Decide whether each statement below agrees with the transfer learning article, answering yes or no and quoting the words of the article that settle it. 1. The article says computer vision has existed as a field since probably the 1960s. 2. The hands-on example trains or fine-tunes the pre-trained models. 3. The pre-trained model is loaded from PyTorch Hub.

[Source extract — start]

Original Source Here
The field of computer vision by itself has existed since probably the 1960s, where the initial key objective was to build an artificial system to mimic human visual capabilities. Deep learning models like CNNs have caused a resurgence in the last decade owing to a number of factors which include better algorithms, faster compute (GPUs), easy to use software and tools (TensorFlow, PyTorch) and more data availability.
Gradually CNNs have become large and complex but also good enough to be the goto solutions for most tasks related to computer vision (especially classification). Yet, not everyone (or every project) has the resources (or feasibility) to make use of a large GPU cluster to make use of these state of the art behemoth models. Enter Transfer Learning!
Without deviating too much, transfer learning is a method of leveraging such state of the art models (pre-trained on huge datasets) for specific use-cases without the hassles of worrying about preparing large datasets or access to the latest GPU setup on the planet. For an in-depth understanding of Transfer Learning, checkout  and 
Let’s dive into a hands-on example showcasing transfer learning in the context of image classification or categorisation. The objective here will be to take a few sample images of animals and see how some canned, pre-trained models fare in classifying these images. We will be picking up a couple of pre-trained state-of-the-art models based on complexity, to compare and contrast how they interpret the true category of the input images.
The key objective here is to take a pre-trained model off-the-shelf and use it directly to predict the class of an input image. We focus on inference here to keep things simple without diving into how to train or fine-tune these models. Our methodology to tackle our key objective of image classification focuses on taking an input image, loading up a pre-trained model from TensorFlow Hub in Python and classifying the Top 5 probable classes of the input image. This workflow is depicted in figure 1.

[Source extract — finish]
[Information shown — start]

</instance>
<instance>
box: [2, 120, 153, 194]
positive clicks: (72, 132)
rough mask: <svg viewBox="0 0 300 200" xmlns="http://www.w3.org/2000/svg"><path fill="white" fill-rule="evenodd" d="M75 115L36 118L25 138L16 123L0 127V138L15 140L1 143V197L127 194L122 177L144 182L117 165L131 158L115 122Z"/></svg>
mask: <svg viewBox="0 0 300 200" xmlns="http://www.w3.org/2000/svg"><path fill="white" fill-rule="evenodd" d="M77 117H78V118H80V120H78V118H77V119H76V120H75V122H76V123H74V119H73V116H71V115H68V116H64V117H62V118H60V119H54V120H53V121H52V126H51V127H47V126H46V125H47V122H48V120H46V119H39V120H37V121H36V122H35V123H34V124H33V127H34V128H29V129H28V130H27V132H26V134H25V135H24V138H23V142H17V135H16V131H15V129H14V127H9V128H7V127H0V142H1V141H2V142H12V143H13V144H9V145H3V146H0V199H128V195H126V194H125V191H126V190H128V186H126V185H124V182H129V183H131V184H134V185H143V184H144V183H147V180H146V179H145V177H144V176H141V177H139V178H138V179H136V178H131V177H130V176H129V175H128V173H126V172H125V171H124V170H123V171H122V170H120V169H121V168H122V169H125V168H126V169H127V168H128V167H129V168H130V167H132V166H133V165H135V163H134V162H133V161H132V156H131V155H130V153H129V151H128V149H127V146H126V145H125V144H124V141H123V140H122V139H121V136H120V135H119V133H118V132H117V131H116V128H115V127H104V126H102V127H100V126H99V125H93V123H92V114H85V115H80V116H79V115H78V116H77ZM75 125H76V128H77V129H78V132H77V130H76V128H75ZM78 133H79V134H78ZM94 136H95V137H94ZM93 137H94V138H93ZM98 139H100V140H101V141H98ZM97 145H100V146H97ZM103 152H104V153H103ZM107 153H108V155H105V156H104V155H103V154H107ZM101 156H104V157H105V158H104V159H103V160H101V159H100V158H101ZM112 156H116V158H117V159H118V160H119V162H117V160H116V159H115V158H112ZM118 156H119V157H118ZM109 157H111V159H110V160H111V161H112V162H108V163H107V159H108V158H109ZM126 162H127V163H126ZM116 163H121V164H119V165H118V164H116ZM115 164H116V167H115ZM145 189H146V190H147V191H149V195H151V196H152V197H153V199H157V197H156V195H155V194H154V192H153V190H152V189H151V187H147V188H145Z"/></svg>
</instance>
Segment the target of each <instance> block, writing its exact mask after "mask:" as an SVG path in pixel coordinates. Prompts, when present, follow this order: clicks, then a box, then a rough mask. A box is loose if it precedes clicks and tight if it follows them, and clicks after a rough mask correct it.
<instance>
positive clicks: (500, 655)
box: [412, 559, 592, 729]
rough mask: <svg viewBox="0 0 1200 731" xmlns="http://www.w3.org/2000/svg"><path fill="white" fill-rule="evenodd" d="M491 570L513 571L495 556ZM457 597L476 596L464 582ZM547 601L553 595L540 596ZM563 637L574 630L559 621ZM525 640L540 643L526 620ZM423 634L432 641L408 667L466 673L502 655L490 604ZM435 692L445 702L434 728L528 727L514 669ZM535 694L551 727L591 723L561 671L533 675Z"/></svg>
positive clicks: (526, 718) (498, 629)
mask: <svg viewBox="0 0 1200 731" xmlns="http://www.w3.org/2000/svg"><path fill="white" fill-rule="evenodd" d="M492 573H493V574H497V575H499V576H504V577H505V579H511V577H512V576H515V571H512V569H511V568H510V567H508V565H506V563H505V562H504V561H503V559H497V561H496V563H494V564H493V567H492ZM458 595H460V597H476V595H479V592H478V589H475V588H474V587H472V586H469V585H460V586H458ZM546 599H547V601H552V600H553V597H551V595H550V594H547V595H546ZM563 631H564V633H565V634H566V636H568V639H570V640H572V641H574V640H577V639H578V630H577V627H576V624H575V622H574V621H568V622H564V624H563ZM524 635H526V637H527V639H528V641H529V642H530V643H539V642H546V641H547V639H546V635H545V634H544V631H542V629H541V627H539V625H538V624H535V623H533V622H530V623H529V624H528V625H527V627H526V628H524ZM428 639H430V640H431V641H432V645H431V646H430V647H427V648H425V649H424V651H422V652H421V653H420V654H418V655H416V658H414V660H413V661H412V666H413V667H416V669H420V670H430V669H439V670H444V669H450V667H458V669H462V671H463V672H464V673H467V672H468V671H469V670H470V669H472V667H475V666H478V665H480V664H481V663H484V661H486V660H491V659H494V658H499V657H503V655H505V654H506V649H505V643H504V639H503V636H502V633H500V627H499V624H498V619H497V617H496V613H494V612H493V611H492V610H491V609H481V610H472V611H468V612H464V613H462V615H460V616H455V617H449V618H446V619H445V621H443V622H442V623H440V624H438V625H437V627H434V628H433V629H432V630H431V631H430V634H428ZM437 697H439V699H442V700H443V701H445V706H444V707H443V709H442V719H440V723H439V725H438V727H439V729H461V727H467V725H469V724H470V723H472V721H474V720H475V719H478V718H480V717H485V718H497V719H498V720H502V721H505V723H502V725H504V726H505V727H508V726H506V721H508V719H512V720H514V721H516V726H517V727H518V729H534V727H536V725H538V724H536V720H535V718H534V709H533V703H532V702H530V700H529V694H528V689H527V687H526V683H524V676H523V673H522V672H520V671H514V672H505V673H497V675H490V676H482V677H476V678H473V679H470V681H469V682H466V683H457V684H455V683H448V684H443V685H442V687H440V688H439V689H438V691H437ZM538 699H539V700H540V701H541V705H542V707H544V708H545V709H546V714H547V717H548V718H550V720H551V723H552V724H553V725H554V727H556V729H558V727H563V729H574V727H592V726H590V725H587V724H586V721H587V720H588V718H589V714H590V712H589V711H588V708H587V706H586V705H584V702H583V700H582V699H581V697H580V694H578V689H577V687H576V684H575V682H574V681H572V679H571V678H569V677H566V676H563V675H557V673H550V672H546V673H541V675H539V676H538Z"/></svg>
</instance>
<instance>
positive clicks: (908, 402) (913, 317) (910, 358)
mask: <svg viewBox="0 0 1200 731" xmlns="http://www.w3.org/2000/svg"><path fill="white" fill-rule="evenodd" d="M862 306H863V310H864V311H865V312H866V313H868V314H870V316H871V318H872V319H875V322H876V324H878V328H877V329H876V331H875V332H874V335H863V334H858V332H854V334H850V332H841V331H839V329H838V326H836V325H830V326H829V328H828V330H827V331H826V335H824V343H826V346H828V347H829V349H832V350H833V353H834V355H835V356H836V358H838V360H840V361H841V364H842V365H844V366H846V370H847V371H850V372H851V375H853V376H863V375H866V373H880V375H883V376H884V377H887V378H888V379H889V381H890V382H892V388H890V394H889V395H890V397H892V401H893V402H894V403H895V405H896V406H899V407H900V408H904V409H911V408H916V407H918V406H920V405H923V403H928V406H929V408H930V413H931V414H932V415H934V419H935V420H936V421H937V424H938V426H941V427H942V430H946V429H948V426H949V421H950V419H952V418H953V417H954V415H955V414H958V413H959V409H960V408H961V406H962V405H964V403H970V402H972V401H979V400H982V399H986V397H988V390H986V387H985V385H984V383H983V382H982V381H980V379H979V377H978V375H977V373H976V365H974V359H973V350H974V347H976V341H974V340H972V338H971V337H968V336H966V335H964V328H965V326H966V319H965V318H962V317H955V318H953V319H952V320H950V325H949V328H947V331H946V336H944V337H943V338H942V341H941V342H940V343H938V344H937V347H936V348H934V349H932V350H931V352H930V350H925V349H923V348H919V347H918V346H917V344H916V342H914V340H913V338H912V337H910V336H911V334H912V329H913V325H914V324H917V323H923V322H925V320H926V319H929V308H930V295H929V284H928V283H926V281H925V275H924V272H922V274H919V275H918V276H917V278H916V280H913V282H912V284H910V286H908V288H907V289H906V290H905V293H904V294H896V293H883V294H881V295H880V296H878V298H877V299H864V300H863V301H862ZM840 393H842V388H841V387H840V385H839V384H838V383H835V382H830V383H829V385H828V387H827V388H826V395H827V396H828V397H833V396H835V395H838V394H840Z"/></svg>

[Information shown — finish]

Result:
1. Yes: "The field of computer vision by itself has existed since probably the 1960s"
2. No: "We focus on inference here to keep things simple without diving into how to train or fine-tune these models."
3. No: "loading up a pre-trained model from TensorFlow Hub in Python"